■ **Description of the task**: Gather every line of the data below that contains the word "grassy", and copy each one out in full.

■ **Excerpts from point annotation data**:
[Start]

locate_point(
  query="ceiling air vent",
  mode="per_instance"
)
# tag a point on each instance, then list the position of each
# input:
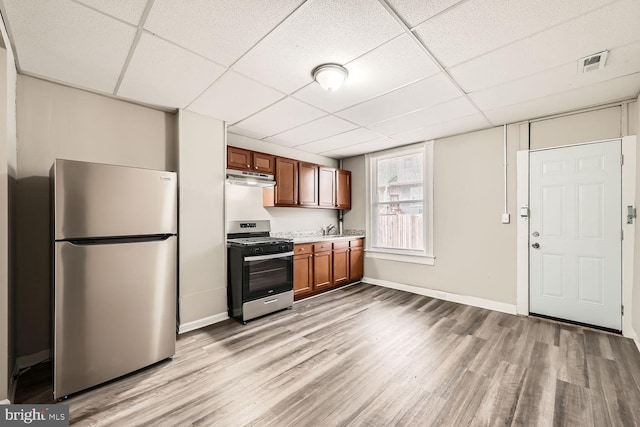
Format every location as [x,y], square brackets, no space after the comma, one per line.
[592,62]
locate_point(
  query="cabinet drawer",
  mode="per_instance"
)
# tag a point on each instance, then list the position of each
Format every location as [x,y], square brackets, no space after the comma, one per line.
[340,245]
[322,246]
[303,248]
[355,242]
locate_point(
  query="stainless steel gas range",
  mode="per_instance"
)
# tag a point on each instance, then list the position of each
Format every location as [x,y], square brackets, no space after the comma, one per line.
[260,270]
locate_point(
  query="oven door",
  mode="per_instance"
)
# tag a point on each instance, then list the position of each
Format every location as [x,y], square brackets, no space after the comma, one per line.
[266,275]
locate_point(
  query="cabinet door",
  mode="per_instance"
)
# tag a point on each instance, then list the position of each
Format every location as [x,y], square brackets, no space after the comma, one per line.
[356,267]
[327,187]
[340,266]
[343,189]
[308,184]
[264,163]
[302,274]
[286,190]
[322,269]
[237,158]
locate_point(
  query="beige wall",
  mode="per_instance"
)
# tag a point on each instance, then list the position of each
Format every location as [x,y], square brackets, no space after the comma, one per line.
[8,167]
[354,219]
[55,121]
[594,125]
[475,253]
[245,203]
[635,315]
[202,254]
[5,230]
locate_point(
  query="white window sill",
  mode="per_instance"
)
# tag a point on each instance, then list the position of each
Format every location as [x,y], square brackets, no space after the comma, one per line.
[412,259]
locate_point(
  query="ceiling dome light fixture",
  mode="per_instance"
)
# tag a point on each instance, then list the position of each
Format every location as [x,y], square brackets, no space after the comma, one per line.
[330,76]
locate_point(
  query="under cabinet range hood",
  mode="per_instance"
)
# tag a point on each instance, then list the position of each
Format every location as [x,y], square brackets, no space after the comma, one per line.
[252,179]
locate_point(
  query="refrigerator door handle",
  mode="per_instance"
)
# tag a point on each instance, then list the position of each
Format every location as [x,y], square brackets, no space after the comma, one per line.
[118,240]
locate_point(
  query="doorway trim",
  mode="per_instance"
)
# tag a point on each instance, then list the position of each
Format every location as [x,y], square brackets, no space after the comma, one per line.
[628,243]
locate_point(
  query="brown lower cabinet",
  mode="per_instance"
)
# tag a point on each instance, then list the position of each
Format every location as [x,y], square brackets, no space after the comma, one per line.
[302,269]
[321,266]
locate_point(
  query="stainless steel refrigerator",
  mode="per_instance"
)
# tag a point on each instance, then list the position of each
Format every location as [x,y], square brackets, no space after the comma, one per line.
[115,271]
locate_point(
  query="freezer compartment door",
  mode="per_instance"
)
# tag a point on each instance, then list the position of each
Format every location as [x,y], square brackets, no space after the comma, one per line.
[114,310]
[96,200]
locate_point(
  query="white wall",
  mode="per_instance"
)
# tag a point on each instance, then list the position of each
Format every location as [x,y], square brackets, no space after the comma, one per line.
[202,255]
[55,121]
[245,203]
[475,253]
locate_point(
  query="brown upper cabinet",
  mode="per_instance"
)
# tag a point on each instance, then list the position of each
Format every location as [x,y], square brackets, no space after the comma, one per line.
[308,184]
[298,184]
[343,189]
[327,187]
[241,159]
[286,189]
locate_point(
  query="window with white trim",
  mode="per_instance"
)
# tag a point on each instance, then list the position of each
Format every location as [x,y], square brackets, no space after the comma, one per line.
[399,204]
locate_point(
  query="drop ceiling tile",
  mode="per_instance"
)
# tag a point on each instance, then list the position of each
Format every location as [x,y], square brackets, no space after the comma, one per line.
[609,91]
[318,32]
[620,62]
[338,141]
[130,10]
[161,73]
[68,42]
[414,12]
[362,148]
[217,29]
[444,112]
[442,130]
[554,47]
[244,132]
[455,127]
[282,116]
[416,96]
[479,26]
[318,129]
[384,69]
[234,97]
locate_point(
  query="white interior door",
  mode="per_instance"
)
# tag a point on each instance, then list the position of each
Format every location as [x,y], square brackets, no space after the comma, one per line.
[575,233]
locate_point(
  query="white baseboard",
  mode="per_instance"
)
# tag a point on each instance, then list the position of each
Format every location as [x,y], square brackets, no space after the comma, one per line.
[13,383]
[631,333]
[201,323]
[461,299]
[32,359]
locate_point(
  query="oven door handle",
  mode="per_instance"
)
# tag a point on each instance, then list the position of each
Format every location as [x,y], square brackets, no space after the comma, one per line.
[272,256]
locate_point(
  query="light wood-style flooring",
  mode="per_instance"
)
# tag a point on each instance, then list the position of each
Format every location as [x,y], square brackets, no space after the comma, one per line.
[371,356]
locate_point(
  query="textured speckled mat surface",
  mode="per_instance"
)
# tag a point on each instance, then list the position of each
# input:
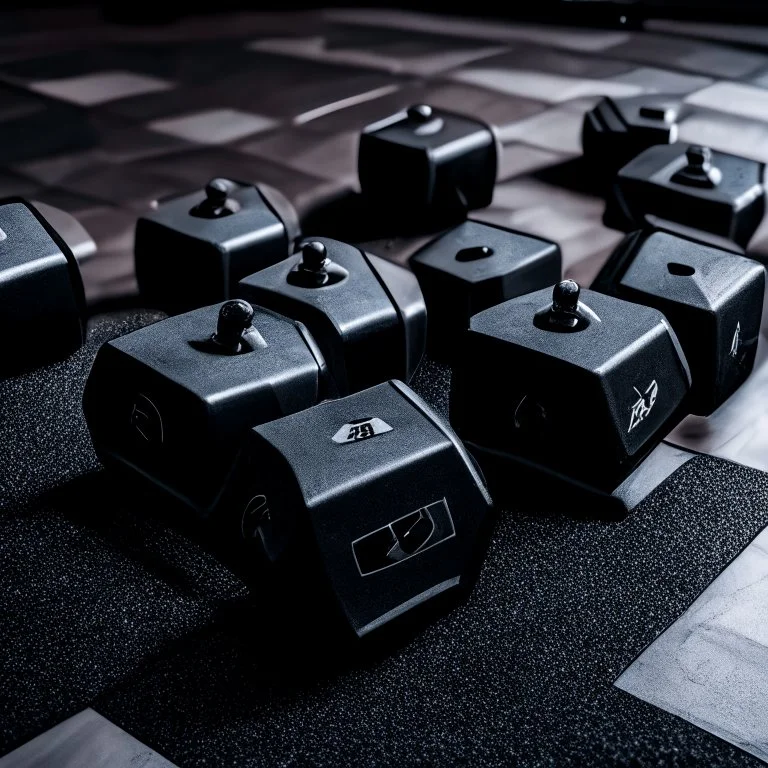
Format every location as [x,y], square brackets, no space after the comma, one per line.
[101,607]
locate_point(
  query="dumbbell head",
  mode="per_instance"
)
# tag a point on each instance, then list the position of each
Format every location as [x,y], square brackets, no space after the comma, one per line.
[617,130]
[425,162]
[171,402]
[192,250]
[371,495]
[475,266]
[366,314]
[691,190]
[712,298]
[42,303]
[578,383]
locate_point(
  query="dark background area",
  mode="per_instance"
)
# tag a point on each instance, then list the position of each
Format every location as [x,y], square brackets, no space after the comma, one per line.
[601,13]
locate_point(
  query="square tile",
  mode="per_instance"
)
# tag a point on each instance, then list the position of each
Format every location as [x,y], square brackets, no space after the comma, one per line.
[536,58]
[126,185]
[387,50]
[689,55]
[654,80]
[519,159]
[711,665]
[542,86]
[489,106]
[332,157]
[733,98]
[278,87]
[557,130]
[100,88]
[738,136]
[214,126]
[550,36]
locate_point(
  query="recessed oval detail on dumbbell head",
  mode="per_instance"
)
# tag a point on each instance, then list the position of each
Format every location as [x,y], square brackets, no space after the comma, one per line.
[682,270]
[474,253]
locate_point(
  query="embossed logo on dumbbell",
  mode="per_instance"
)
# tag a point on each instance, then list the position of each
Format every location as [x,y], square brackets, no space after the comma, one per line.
[643,405]
[255,514]
[736,343]
[146,420]
[361,429]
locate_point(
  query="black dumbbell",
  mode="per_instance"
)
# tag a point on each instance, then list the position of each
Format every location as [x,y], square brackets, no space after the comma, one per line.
[372,495]
[475,266]
[192,250]
[692,191]
[617,130]
[366,314]
[712,298]
[576,385]
[42,303]
[171,401]
[428,164]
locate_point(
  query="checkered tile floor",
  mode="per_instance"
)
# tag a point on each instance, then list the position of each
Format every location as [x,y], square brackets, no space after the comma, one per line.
[100,119]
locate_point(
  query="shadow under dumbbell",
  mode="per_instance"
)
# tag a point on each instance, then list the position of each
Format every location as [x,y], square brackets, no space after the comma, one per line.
[282,624]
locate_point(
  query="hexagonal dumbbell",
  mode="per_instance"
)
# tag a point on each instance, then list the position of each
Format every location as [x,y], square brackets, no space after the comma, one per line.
[42,303]
[577,385]
[475,266]
[617,130]
[372,495]
[692,191]
[192,250]
[712,298]
[171,401]
[366,314]
[425,162]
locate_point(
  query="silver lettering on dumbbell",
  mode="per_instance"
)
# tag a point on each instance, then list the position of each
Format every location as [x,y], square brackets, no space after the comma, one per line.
[146,420]
[361,429]
[736,343]
[642,406]
[255,514]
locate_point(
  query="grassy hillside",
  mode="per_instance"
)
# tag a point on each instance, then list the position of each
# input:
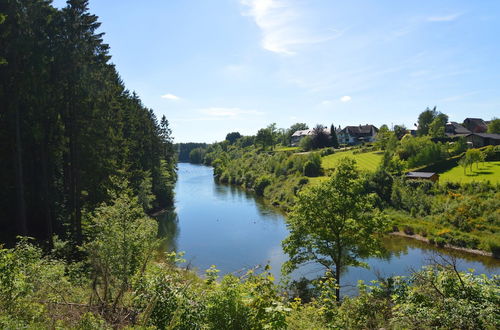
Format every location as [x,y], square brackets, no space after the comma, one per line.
[488,171]
[366,161]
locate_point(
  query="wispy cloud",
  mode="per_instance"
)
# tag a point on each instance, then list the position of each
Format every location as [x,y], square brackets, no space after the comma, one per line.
[282,26]
[171,97]
[221,112]
[445,18]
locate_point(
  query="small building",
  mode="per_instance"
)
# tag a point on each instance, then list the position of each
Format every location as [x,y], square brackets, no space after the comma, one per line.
[299,135]
[431,176]
[453,128]
[357,134]
[475,125]
[479,140]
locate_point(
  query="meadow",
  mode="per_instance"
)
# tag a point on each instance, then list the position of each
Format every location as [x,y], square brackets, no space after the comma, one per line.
[366,161]
[487,171]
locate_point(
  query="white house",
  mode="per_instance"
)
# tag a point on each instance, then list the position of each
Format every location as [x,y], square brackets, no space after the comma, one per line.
[357,134]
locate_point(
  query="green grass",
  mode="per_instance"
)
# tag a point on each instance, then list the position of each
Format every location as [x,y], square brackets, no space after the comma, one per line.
[487,171]
[366,161]
[287,149]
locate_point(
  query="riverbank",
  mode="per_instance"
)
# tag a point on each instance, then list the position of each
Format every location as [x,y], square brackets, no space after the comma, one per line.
[446,246]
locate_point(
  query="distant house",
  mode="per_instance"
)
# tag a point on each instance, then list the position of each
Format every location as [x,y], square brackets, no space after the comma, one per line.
[431,176]
[357,134]
[299,135]
[453,129]
[483,139]
[475,125]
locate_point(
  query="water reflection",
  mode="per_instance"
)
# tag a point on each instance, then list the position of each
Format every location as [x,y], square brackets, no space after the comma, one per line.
[168,229]
[234,230]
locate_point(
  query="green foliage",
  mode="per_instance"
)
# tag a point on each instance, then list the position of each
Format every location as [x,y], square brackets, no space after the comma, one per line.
[71,123]
[265,138]
[306,143]
[494,126]
[123,241]
[261,183]
[424,120]
[233,137]
[333,224]
[197,155]
[333,137]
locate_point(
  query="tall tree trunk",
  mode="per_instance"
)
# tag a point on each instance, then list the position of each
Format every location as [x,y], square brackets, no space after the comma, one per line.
[337,282]
[21,203]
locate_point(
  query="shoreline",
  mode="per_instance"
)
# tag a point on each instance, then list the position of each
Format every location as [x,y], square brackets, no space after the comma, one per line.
[447,246]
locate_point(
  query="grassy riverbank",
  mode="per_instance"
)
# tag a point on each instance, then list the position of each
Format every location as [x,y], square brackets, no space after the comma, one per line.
[464,215]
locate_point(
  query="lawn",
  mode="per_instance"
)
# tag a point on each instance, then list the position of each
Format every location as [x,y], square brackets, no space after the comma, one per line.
[488,171]
[287,149]
[366,161]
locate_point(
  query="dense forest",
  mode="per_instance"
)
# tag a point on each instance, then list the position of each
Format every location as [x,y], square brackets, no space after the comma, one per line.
[69,129]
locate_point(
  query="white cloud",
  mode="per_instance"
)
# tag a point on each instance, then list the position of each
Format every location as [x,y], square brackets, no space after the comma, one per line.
[281,27]
[171,97]
[228,112]
[447,18]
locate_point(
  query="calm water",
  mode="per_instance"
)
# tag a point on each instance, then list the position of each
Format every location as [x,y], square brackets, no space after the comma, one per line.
[228,227]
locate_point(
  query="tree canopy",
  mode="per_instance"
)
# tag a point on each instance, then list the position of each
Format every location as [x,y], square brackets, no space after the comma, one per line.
[68,124]
[333,224]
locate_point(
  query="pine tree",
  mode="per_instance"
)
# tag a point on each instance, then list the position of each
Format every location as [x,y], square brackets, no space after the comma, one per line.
[333,137]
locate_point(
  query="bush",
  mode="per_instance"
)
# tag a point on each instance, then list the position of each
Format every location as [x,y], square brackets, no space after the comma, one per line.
[311,169]
[261,184]
[306,143]
[408,230]
[327,151]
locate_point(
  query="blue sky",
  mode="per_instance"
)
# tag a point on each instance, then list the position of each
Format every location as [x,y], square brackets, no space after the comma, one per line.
[216,66]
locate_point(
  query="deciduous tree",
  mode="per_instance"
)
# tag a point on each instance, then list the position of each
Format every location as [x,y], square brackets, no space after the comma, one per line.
[333,224]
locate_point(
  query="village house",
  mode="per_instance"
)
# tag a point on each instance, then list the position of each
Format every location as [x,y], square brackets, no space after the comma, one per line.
[475,125]
[357,134]
[430,176]
[478,140]
[299,135]
[452,129]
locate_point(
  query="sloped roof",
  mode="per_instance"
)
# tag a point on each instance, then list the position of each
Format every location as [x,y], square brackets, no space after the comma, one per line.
[359,130]
[425,175]
[472,123]
[493,136]
[456,128]
[306,132]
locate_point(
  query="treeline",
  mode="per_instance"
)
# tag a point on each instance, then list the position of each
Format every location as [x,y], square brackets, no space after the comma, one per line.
[184,150]
[125,282]
[70,131]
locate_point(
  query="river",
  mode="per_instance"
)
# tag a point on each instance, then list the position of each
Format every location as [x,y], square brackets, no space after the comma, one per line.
[223,225]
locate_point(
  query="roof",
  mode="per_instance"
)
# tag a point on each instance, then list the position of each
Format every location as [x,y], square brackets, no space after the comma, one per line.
[493,136]
[456,128]
[425,175]
[303,132]
[359,130]
[473,123]
[308,132]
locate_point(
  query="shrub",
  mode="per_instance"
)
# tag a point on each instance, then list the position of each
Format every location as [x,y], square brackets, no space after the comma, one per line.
[261,183]
[311,169]
[408,230]
[306,143]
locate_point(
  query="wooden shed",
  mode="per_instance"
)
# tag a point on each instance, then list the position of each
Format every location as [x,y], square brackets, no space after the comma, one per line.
[431,176]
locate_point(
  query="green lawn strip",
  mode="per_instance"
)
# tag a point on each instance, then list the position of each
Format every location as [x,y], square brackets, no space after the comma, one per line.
[488,171]
[287,149]
[439,234]
[366,161]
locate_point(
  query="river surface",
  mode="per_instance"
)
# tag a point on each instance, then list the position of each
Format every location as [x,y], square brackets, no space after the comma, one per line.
[223,225]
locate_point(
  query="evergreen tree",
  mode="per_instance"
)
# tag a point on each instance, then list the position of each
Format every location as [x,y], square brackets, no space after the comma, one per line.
[333,136]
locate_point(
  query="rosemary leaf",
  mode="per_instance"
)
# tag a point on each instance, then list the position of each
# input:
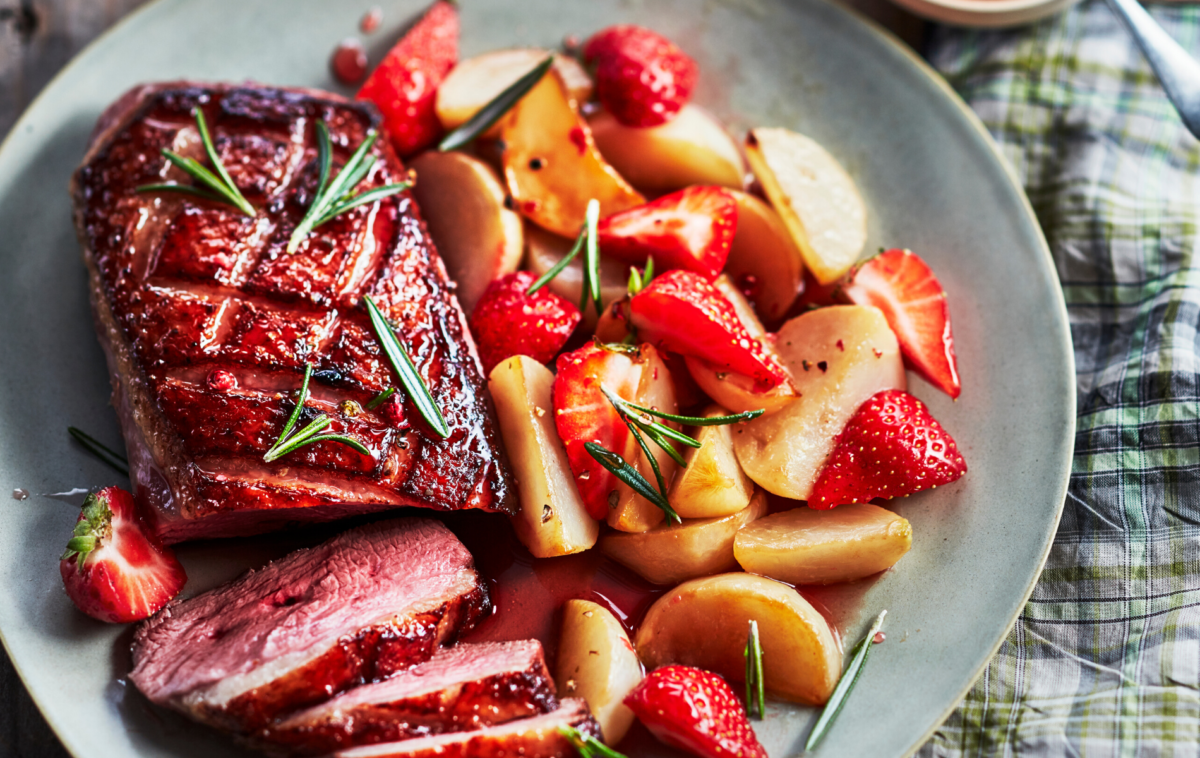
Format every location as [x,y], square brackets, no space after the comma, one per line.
[335,197]
[849,678]
[311,433]
[587,745]
[699,420]
[562,264]
[592,257]
[756,690]
[629,475]
[219,187]
[491,113]
[403,366]
[379,399]
[107,455]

[End]

■ **Answer in full**:
  query="grassy hillside",
  query="grassy riverbank",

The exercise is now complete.